- **Instructions to follow**: Write out the following listing's lines from the one with "positive clicks: (9, 692)" to the one with "positive clicks: (0, 681) (111, 638)", exactly, with both included and no others.
==========
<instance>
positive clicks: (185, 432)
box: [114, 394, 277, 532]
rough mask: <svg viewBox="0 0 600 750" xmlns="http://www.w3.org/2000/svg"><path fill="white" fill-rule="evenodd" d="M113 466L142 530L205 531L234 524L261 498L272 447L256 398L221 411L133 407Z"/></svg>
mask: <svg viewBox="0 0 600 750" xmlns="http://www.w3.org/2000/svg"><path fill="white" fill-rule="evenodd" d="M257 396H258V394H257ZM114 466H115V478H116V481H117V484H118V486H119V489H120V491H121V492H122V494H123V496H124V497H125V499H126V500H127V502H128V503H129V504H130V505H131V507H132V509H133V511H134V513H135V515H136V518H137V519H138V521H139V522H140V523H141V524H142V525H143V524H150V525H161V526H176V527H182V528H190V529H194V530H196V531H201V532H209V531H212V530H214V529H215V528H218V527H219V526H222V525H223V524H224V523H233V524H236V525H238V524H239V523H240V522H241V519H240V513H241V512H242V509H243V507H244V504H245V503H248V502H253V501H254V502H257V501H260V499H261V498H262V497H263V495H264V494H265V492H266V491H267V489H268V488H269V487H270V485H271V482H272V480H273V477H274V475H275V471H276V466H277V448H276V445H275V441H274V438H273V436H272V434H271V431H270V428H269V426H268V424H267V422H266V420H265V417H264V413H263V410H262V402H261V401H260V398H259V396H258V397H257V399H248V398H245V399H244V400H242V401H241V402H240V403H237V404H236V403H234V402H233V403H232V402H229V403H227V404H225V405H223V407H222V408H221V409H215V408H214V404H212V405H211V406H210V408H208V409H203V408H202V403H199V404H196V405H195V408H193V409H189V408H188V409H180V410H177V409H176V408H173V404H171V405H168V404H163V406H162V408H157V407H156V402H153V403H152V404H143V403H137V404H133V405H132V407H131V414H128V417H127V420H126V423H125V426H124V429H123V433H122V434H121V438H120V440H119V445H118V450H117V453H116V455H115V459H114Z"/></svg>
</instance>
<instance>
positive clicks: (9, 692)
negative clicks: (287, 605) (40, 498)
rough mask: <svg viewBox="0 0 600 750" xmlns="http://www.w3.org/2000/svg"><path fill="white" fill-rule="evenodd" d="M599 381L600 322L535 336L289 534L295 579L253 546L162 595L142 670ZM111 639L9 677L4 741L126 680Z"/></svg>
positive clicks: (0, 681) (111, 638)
==========
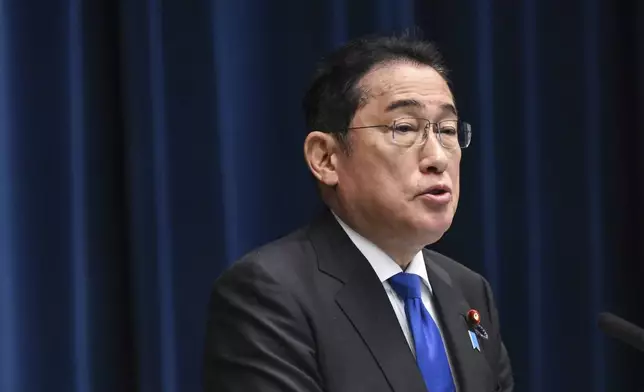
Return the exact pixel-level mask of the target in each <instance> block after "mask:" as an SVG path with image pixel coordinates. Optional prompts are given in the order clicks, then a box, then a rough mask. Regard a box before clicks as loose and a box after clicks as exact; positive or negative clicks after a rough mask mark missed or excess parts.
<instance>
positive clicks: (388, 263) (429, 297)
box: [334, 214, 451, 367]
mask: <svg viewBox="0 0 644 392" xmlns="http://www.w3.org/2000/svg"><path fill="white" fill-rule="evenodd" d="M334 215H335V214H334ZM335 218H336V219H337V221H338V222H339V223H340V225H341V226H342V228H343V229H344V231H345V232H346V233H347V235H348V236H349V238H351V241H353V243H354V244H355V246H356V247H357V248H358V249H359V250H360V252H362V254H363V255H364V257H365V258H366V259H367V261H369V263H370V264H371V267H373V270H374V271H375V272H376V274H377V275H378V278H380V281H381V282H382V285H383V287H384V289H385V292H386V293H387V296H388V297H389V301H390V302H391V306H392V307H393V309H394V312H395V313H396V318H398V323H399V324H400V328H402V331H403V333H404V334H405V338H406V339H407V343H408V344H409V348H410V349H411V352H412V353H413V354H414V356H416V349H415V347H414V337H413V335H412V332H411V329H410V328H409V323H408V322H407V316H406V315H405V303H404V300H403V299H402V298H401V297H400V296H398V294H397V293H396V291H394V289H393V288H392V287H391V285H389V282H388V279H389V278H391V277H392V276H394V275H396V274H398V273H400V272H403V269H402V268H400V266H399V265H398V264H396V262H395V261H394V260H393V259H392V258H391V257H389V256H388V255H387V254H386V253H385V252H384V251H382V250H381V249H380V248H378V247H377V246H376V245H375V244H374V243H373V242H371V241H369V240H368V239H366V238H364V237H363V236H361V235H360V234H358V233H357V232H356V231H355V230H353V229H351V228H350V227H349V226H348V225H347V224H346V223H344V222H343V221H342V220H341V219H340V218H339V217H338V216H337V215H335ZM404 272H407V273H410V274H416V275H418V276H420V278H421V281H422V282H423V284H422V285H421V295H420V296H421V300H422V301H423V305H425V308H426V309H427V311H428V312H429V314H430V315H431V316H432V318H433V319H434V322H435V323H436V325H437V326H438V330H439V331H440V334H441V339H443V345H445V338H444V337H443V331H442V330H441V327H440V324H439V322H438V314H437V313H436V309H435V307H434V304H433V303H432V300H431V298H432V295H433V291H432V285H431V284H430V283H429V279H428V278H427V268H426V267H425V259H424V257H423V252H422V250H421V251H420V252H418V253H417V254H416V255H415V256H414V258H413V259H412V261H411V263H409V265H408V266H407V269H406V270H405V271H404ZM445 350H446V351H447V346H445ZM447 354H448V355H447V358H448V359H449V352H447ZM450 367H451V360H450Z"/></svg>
==========
- **Solution to this task**:
positive clicks: (9, 692)
negative clicks: (287, 605) (40, 498)
rough mask: <svg viewBox="0 0 600 750" xmlns="http://www.w3.org/2000/svg"><path fill="white" fill-rule="evenodd" d="M599 381L600 322L535 336L289 534L295 579L253 546L162 595L142 670ZM111 639L9 677L4 741L126 680Z"/></svg>
positive clicks: (0, 681) (111, 638)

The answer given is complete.